◆ **To do**:
a – In the blog post on writing advice, how many writing projects is the writer actively working on?
b – Condense the paragraph of the blog post on writing advice that begins "Sorry I didn't post for you guys yesterday" into a short list, keeping its main facts.
c – Pick up the blog post on writing advice after its last sentence and continue it.

◆ **Supplied passage**:
Circle of Fire Virtual Tour; Advice for Young – and Not As Young – Writers

Sorry I didn't post for you guys yesterday. I'm not kidding when I tell you that I have THREE writing projects going right now – and those are just the ones I'm actively working on. I have at least three more in various stages of planning, and sometimes, I'm not gonna lie, it's all a little much. Figuring out how to split my time so that I can still be accessible to readers, write all the things I want (and need) to write, and still be the mother I want to be (because it's still the most important job in the world to me). Being a single mother makes it all more difficult. There's no one to pick up the slack, no one to clean the house or spend extra time with the kids when I'm under deadline, no one to tell me I'm doing okay when I feel like I suck as a mother AND a writer.


I figured this was a good time to to address the question I'm MOST often asked on tour; What advice would you give to aspiring writers?!

◆ **Dataset records**:

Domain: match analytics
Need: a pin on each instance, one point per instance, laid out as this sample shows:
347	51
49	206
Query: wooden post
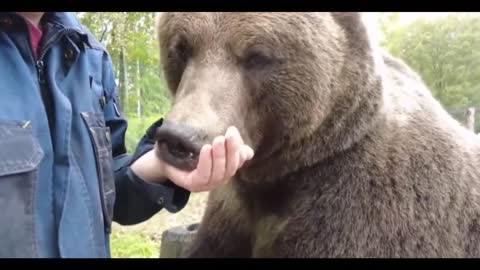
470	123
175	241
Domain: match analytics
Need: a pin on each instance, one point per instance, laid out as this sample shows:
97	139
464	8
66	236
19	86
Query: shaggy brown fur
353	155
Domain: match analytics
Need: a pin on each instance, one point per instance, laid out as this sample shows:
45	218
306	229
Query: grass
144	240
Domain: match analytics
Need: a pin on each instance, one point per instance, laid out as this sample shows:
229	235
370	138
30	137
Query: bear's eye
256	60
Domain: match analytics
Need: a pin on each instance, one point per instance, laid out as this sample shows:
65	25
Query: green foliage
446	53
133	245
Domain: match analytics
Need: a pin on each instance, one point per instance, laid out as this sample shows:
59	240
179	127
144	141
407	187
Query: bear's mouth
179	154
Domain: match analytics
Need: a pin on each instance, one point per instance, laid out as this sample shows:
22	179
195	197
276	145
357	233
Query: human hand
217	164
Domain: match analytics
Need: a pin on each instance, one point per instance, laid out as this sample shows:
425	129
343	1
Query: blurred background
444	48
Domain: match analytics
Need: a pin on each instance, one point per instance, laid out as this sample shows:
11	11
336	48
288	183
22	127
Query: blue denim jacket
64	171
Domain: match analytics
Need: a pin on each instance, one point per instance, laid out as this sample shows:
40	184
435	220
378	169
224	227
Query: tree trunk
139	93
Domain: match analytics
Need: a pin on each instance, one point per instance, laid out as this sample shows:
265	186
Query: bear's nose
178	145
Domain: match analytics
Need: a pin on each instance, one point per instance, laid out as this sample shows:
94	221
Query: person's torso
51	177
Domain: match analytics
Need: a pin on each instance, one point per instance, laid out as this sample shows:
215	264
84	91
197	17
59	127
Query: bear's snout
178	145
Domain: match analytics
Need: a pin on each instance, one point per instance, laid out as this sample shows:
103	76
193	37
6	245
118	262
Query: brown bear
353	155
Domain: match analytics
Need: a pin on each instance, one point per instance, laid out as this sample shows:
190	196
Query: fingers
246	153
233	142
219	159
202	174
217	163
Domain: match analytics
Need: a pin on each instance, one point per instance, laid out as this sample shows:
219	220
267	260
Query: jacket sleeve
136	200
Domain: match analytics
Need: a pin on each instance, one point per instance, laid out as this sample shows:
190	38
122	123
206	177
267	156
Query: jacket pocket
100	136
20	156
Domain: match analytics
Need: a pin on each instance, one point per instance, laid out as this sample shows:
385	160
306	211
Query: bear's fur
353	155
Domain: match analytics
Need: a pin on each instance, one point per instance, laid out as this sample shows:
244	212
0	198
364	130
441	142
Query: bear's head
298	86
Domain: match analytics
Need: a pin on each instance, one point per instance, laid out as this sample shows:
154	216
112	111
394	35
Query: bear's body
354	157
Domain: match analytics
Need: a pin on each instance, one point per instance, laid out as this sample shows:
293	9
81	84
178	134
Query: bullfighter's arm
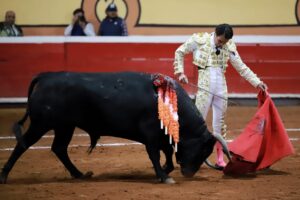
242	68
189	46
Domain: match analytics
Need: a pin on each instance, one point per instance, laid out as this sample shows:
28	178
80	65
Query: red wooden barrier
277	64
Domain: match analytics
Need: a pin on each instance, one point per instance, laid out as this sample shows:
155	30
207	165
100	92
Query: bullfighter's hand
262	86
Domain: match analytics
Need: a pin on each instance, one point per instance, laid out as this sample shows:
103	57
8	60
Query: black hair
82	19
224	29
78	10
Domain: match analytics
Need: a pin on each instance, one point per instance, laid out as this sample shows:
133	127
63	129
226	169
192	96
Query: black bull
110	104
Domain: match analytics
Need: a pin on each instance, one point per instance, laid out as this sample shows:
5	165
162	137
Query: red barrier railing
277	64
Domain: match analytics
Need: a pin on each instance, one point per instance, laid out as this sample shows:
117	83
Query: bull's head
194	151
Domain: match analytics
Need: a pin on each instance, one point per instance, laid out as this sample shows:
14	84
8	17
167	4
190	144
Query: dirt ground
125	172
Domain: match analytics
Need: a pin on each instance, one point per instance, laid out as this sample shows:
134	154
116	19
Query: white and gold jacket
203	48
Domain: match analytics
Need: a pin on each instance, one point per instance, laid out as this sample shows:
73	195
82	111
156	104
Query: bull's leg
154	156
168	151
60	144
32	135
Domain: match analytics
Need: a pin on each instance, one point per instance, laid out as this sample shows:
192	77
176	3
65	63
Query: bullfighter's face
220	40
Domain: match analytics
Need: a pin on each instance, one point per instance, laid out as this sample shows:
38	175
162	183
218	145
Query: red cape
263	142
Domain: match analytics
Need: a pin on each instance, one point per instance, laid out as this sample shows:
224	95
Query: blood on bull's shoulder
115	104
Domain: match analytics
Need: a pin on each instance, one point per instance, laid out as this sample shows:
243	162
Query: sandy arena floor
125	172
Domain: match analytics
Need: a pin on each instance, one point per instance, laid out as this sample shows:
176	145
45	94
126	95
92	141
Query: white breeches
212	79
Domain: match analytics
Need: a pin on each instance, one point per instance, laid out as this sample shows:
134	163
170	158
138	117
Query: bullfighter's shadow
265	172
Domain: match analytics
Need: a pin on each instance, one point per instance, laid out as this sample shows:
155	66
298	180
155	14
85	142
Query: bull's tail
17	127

◆ **Task responses**:
a – Three.

b –
- The writer apologizes for not posting the previous day.
- Three writing projects are in active progress, and at least three more are in various stages of planning.
- Dividing time among readers, writing, and being a mother (still the most important job to the writer) can feel like too much.
- As a single mother, the writer has no one to pick up the slack, clean the house, spend extra time with the kids during deadlines, or offer reassurance when feeling like a failure as a mother and a writer.

c –
Truly, I never feel qualified to answer this question. Most days, I feel like I just got lucky. The only thing I'm sure of is that I worked my ass off. Beyond that, I can only offer the following;


1. Read as much as you can. Seems obvious, but I have to reiterate. Something happens in your brain when you're reading – even if you're not aware that it's happening. You're processing stuff. How a good story feels, how the sentences are structured, even grammatical rules you'll never actually remember as rules.


2. Write as much as you can. And not just fiction. Every little bit of writing you do – school papers, newspaper articles, sales letters (I was always the first to volunteer for these when I worked in corporate America, geeky little writer that I was!). It ALL makes you better.


3. LIVE as much as you can. Every experience you have – every boring trip to the doctor's office, exhilarating new adventure, fight with your parents or children – is a chance to file away material for your work. You can't accurately describe fear, love, anxiety, boredom, excitement, pride, unless you've felt them.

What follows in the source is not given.